======== Exercise materials ========

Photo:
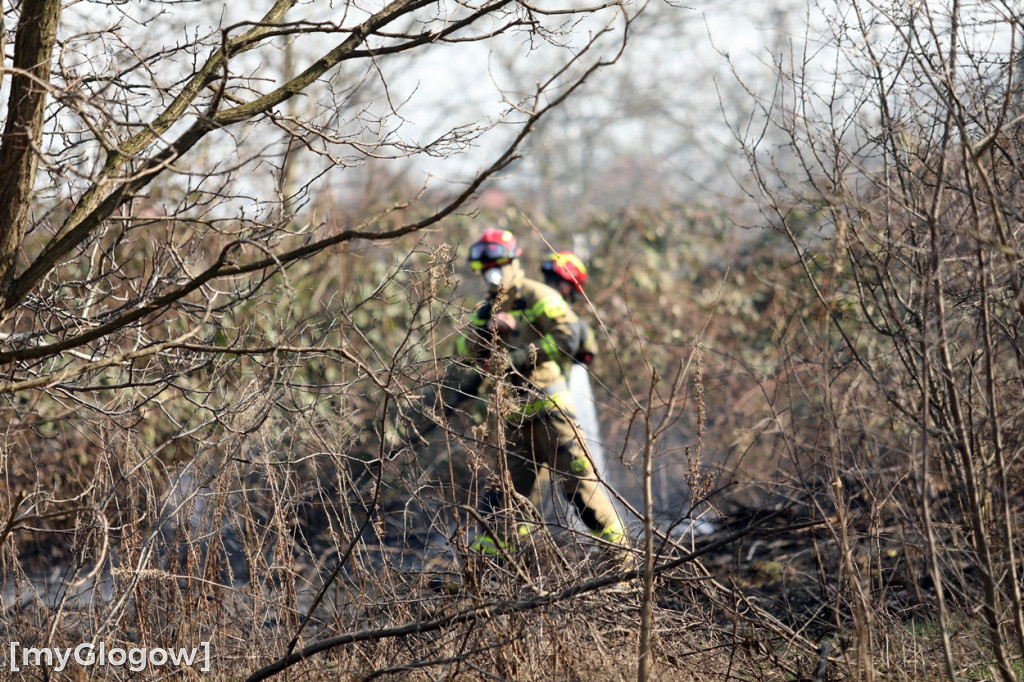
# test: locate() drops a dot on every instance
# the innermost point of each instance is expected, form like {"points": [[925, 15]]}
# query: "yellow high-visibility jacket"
{"points": [[530, 357]]}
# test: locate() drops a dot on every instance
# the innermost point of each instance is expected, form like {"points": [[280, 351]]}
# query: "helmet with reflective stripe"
{"points": [[567, 266], [496, 247]]}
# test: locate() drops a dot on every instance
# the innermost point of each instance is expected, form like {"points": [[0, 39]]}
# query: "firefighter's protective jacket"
{"points": [[531, 356]]}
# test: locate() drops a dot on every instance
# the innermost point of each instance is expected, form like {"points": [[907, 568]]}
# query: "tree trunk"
{"points": [[23, 134]]}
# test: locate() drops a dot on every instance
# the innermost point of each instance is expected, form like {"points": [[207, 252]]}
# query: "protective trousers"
{"points": [[550, 438]]}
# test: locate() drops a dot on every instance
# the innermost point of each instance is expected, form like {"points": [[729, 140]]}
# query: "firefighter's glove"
{"points": [[503, 325]]}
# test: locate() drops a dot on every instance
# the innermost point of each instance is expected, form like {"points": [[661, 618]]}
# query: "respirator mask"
{"points": [[494, 276]]}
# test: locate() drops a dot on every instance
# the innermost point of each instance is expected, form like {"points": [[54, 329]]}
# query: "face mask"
{"points": [[493, 276]]}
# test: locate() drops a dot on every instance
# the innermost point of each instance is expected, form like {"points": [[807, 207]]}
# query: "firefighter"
{"points": [[519, 338], [565, 272]]}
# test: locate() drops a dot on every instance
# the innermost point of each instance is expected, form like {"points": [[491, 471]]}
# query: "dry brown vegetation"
{"points": [[204, 438]]}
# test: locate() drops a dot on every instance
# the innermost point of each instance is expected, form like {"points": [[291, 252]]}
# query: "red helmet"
{"points": [[567, 266], [496, 247]]}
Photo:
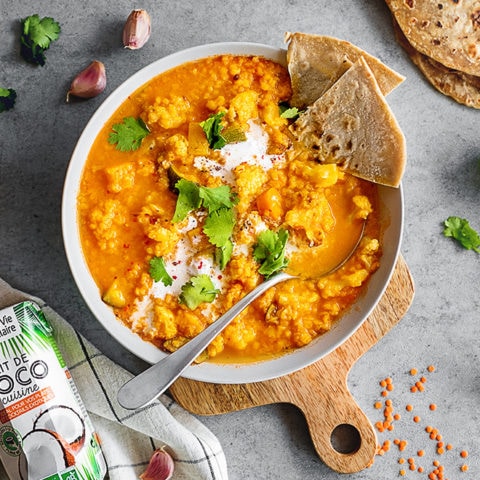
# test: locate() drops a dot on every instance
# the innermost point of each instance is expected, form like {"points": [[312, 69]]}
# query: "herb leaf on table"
{"points": [[460, 230]]}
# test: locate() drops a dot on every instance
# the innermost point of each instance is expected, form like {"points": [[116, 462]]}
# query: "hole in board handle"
{"points": [[345, 439]]}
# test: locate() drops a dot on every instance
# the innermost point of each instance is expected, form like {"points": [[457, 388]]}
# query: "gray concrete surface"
{"points": [[442, 179]]}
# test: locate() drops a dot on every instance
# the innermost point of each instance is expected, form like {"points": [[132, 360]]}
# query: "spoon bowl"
{"points": [[148, 385]]}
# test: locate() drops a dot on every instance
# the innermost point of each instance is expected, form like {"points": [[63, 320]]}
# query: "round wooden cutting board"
{"points": [[320, 390]]}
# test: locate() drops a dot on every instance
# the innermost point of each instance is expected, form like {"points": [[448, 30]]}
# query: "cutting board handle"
{"points": [[320, 390], [341, 433]]}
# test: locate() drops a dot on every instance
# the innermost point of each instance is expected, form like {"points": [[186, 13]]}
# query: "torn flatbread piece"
{"points": [[316, 62], [352, 125], [462, 87], [446, 30]]}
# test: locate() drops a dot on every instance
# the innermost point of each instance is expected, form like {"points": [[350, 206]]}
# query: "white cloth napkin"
{"points": [[129, 437]]}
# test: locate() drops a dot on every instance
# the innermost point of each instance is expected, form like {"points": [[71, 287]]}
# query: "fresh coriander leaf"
{"points": [[7, 99], [37, 35], [129, 134], [219, 226], [270, 251], [199, 289], [188, 199], [234, 135], [223, 254], [158, 271], [212, 127], [215, 198], [290, 113], [460, 229]]}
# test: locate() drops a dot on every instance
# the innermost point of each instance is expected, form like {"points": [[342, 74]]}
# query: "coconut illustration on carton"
{"points": [[58, 434], [45, 431]]}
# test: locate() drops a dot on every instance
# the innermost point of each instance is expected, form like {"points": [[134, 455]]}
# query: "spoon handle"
{"points": [[148, 385]]}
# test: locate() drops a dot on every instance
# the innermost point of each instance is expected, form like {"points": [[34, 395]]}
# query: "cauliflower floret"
{"points": [[364, 207], [243, 107], [164, 322], [169, 112], [120, 177], [106, 221]]}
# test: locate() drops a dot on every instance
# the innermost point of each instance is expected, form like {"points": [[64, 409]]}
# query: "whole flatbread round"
{"points": [[462, 87], [316, 62], [448, 31]]}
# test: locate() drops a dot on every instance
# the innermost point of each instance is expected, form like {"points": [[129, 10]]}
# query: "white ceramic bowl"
{"points": [[392, 212]]}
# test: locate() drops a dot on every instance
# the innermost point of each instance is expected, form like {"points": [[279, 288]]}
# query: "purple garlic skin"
{"points": [[90, 82], [137, 29], [161, 466]]}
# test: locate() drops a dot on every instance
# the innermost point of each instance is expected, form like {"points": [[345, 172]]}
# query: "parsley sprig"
{"points": [[7, 99], [460, 230], [37, 35], [129, 134]]}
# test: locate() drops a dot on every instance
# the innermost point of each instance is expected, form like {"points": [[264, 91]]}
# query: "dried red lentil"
{"points": [[387, 425]]}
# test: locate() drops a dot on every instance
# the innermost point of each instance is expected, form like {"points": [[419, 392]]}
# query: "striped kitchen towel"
{"points": [[129, 438]]}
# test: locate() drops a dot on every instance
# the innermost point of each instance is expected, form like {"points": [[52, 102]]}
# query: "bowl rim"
{"points": [[211, 372]]}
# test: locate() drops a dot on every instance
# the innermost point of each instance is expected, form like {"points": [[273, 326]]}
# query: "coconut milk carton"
{"points": [[45, 432]]}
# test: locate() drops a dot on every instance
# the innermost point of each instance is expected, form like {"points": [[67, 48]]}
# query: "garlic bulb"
{"points": [[161, 466], [89, 82], [136, 31]]}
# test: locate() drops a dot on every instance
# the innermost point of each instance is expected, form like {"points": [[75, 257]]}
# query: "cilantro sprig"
{"points": [[288, 112], [37, 35], [270, 251], [7, 99], [213, 127], [199, 289], [158, 271], [220, 220], [129, 134], [460, 230]]}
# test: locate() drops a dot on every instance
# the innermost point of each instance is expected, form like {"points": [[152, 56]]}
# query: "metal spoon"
{"points": [[148, 385]]}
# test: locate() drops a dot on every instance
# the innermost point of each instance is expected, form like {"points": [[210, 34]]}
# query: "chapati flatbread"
{"points": [[316, 62], [352, 125], [446, 30], [462, 87]]}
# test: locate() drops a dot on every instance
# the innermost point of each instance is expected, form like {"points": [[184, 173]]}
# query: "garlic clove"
{"points": [[161, 466], [90, 82], [136, 31]]}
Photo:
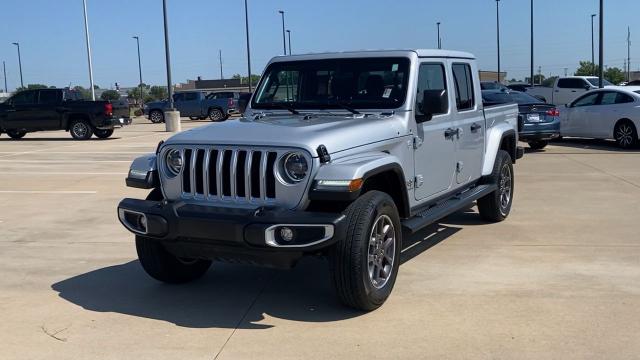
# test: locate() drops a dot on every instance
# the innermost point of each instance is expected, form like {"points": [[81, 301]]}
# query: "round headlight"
{"points": [[295, 167], [174, 161]]}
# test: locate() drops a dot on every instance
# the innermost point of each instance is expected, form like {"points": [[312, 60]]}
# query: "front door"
{"points": [[470, 125], [434, 156]]}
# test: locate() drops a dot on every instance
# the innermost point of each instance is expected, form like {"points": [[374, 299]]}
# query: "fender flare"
{"points": [[495, 138]]}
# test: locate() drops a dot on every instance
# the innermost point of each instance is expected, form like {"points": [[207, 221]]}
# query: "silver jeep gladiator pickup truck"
{"points": [[338, 154]]}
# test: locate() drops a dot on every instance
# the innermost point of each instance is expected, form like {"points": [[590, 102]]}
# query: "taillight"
{"points": [[553, 112], [108, 109]]}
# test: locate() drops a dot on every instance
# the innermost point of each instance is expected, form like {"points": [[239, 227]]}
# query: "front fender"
{"points": [[143, 173], [495, 135]]}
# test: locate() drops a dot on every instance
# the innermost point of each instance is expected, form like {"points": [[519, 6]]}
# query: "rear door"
{"points": [[49, 109], [434, 157], [22, 111], [569, 89], [470, 123]]}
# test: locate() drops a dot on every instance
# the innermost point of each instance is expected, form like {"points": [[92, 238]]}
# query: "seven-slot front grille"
{"points": [[229, 174]]}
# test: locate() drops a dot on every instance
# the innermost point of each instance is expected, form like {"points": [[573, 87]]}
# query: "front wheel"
{"points": [[538, 144], [365, 263], [103, 134], [81, 130], [16, 134], [625, 134], [496, 206]]}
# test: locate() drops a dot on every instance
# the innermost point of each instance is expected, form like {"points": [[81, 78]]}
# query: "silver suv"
{"points": [[337, 154]]}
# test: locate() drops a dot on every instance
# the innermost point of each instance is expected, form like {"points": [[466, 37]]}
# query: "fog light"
{"points": [[286, 234]]}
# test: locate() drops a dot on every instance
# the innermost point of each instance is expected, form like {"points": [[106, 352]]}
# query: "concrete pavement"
{"points": [[559, 279]]}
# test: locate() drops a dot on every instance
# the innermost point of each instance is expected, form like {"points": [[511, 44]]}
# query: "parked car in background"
{"points": [[341, 160], [232, 98], [565, 89], [492, 85], [538, 122], [60, 109], [192, 104], [610, 113]]}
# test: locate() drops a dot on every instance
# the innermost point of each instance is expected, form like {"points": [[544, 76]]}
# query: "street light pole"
{"points": [[139, 70], [86, 36], [593, 58], [601, 49], [19, 63], [532, 64], [498, 32], [4, 70], [284, 41], [246, 24]]}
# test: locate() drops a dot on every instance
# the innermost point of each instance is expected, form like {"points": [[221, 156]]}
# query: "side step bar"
{"points": [[446, 207]]}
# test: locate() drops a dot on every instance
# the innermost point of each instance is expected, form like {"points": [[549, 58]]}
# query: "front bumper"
{"points": [[214, 232]]}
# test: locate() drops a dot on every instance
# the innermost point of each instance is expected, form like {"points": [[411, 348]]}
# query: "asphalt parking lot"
{"points": [[559, 279]]}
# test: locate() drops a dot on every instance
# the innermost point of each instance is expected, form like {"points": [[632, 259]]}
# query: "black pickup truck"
{"points": [[60, 109]]}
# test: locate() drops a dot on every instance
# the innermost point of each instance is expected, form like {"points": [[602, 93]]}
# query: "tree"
{"points": [[110, 95], [587, 68], [614, 75]]}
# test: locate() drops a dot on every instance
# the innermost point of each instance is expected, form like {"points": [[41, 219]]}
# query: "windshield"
{"points": [[507, 97], [361, 83], [596, 82]]}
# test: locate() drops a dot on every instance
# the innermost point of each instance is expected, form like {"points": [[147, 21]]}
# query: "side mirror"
{"points": [[433, 102]]}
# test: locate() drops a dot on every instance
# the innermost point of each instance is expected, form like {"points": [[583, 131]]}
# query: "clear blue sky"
{"points": [[53, 50]]}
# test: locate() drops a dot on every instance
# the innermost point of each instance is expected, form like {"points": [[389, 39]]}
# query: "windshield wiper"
{"points": [[286, 107]]}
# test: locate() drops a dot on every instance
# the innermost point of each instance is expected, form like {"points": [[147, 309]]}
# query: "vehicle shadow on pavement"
{"points": [[229, 295], [594, 144]]}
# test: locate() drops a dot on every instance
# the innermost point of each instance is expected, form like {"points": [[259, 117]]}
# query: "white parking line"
{"points": [[46, 192]]}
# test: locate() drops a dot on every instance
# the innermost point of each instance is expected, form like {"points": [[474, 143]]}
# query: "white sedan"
{"points": [[610, 113]]}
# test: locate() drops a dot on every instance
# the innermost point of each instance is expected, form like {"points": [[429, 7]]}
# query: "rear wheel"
{"points": [[156, 116], [538, 144], [164, 266], [103, 134], [365, 263], [81, 130], [626, 134], [16, 134], [216, 115], [496, 206]]}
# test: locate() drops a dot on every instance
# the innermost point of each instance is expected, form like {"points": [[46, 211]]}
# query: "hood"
{"points": [[336, 132]]}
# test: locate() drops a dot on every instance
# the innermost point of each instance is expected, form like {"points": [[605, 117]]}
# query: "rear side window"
{"points": [[50, 97], [24, 98], [571, 84], [464, 86], [430, 77]]}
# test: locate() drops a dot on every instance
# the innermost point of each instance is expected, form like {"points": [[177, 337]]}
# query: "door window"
{"points": [[190, 96], [430, 77], [24, 98], [50, 97], [464, 86], [587, 100]]}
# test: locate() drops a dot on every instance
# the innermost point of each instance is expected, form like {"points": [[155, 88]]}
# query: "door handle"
{"points": [[450, 132]]}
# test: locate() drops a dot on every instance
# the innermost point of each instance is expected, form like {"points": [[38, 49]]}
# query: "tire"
{"points": [[216, 114], [164, 266], [81, 130], [156, 116], [16, 134], [626, 134], [538, 144], [350, 266], [103, 134], [495, 207]]}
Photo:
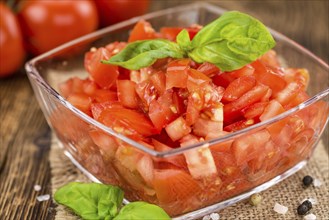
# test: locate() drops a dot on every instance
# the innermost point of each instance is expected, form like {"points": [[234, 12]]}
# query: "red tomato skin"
{"points": [[171, 33], [176, 75], [104, 75], [142, 31], [48, 24], [238, 87], [127, 94], [12, 52], [114, 11]]}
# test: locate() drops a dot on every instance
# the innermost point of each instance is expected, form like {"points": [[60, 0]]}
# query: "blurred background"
{"points": [[31, 27]]}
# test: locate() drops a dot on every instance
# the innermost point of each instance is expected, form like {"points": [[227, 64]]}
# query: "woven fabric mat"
{"points": [[288, 192]]}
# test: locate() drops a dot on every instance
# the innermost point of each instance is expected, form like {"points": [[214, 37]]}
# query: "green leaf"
{"points": [[144, 53], [183, 40], [141, 210], [91, 200], [232, 41]]}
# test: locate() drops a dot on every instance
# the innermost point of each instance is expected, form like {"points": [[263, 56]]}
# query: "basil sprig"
{"points": [[230, 42], [103, 202]]}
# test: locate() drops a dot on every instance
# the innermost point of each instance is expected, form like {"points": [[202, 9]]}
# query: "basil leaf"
{"points": [[91, 200], [141, 210], [232, 41], [183, 40], [144, 53]]}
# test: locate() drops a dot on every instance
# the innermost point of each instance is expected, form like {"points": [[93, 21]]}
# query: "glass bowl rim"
{"points": [[33, 73]]}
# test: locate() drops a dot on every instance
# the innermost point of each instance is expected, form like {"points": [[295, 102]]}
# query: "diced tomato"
{"points": [[221, 147], [175, 189], [158, 80], [196, 80], [105, 142], [115, 47], [200, 162], [80, 101], [273, 108], [98, 108], [301, 76], [171, 33], [127, 121], [194, 106], [268, 76], [145, 167], [204, 127], [247, 70], [103, 74], [146, 92], [208, 69], [178, 161], [302, 96], [233, 109], [238, 87], [142, 31], [139, 76], [249, 146], [177, 129], [270, 58], [176, 75], [244, 123], [223, 79], [127, 94], [254, 110], [163, 110], [288, 93], [104, 95]]}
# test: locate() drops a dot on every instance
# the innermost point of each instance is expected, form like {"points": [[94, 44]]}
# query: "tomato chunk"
{"points": [[177, 129], [103, 74]]}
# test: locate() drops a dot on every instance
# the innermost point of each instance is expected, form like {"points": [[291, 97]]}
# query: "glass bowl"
{"points": [[118, 160]]}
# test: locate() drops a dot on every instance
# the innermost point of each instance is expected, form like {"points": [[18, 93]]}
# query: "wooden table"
{"points": [[25, 135]]}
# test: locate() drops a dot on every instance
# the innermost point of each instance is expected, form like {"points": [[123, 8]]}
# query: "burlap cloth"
{"points": [[288, 192]]}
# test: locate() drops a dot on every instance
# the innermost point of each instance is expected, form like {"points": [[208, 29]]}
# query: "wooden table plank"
{"points": [[24, 142]]}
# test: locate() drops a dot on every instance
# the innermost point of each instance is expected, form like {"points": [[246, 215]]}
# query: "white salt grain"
{"points": [[317, 183], [214, 216], [312, 200], [43, 197], [206, 217], [310, 217], [280, 208], [37, 188]]}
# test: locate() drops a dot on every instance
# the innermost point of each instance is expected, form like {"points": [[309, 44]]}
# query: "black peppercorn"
{"points": [[304, 207], [307, 180], [308, 204]]}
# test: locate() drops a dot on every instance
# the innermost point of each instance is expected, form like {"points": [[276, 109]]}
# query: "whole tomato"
{"points": [[47, 24], [11, 42], [113, 11]]}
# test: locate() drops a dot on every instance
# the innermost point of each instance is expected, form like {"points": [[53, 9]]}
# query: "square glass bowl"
{"points": [[121, 161]]}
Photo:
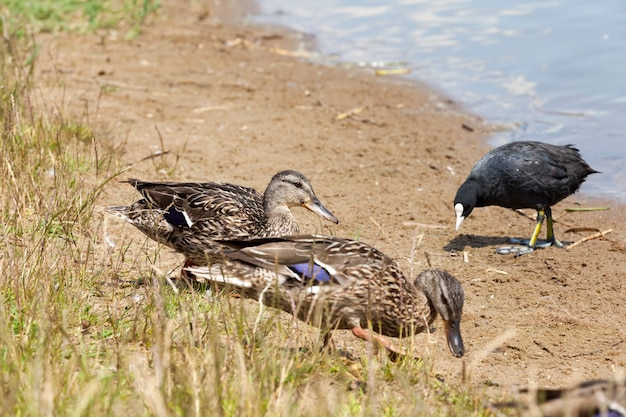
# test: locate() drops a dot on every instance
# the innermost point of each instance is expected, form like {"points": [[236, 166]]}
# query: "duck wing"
{"points": [[225, 210]]}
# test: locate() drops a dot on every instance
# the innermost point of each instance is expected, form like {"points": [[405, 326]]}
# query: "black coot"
{"points": [[523, 175]]}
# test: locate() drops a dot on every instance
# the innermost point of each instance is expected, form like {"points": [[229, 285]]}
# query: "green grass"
{"points": [[21, 18], [86, 330]]}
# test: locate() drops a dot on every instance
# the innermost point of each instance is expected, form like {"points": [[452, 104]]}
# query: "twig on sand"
{"points": [[590, 237]]}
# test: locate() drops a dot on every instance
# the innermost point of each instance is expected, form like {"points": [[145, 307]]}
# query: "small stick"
{"points": [[593, 236]]}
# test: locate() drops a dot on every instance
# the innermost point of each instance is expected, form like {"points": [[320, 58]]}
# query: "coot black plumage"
{"points": [[520, 175]]}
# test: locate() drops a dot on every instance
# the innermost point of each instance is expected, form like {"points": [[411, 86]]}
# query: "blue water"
{"points": [[553, 71]]}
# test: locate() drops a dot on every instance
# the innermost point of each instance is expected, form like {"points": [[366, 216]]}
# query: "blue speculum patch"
{"points": [[311, 271]]}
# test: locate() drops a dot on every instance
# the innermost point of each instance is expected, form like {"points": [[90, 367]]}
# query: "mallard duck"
{"points": [[336, 283], [523, 175], [189, 217]]}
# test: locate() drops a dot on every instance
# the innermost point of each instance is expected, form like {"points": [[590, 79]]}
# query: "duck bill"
{"points": [[455, 341], [316, 207]]}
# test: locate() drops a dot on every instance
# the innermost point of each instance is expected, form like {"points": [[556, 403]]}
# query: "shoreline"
{"points": [[384, 155]]}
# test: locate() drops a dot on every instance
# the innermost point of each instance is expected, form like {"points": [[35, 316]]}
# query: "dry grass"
{"points": [[86, 329]]}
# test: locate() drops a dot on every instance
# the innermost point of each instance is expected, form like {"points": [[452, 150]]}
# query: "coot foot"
{"points": [[521, 247]]}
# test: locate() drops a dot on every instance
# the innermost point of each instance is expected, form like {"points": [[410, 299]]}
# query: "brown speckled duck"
{"points": [[189, 217], [336, 283]]}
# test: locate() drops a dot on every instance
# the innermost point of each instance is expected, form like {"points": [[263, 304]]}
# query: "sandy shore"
{"points": [[386, 155]]}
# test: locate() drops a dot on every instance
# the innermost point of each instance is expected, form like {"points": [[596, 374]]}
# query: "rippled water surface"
{"points": [[554, 69]]}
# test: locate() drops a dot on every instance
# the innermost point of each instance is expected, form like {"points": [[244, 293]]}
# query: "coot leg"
{"points": [[534, 242], [550, 234], [533, 239]]}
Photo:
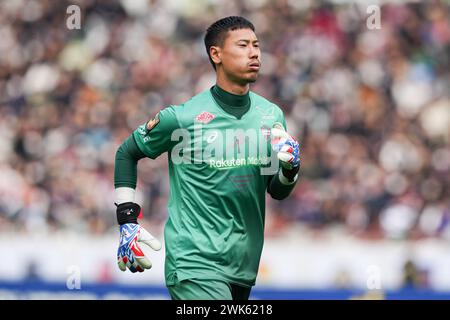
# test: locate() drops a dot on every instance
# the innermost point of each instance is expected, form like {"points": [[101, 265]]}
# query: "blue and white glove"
{"points": [[129, 254], [287, 148]]}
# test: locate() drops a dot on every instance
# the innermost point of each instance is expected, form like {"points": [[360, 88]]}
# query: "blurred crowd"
{"points": [[370, 107]]}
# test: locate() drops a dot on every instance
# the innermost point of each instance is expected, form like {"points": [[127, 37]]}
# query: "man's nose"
{"points": [[254, 52]]}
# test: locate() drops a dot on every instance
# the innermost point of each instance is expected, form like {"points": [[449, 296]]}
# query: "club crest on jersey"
{"points": [[205, 117], [265, 130]]}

========

- _Directive_
Pick out every line above that contains the word "skin" and copy each of those lines.

- _Finished exercise_
# query: "purple garlic skin"
# query: "red tomato skin"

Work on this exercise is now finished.